> **SUPPLIED RECORDS**
## Start

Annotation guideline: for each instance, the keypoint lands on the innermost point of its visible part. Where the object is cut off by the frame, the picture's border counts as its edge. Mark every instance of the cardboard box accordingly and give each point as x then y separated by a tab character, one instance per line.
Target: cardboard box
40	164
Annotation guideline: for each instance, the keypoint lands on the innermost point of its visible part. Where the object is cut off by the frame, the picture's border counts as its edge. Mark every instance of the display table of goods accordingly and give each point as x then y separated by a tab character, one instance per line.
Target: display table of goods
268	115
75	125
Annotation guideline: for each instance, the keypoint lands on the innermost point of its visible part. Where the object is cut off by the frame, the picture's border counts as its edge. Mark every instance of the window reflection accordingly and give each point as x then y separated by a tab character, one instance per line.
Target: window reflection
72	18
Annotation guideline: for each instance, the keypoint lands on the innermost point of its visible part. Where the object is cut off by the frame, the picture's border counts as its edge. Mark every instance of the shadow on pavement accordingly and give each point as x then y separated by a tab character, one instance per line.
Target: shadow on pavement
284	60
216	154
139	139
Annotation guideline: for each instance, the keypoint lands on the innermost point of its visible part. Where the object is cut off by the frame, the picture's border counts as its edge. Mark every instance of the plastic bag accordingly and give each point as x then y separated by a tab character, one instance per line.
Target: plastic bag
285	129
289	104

## End
## Start

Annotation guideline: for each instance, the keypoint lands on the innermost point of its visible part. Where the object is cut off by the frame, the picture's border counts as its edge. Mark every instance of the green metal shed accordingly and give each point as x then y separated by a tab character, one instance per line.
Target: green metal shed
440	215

## End

> **WRITTEN INSTRUCTION**
Pick out each line in the material above that contains the word "green", and copy those lines.

> **CORRECT RESPONSE**
Annotation guideline: for each instance, the keypoint lands on the innermost point of its visible part. Where the object is cut off by the frame, the picture's border counts as its edge. Mark every instance of the green metal shed accordingly and give each point as x then y separated by a tab character, one instance per line.
Target: green metal shed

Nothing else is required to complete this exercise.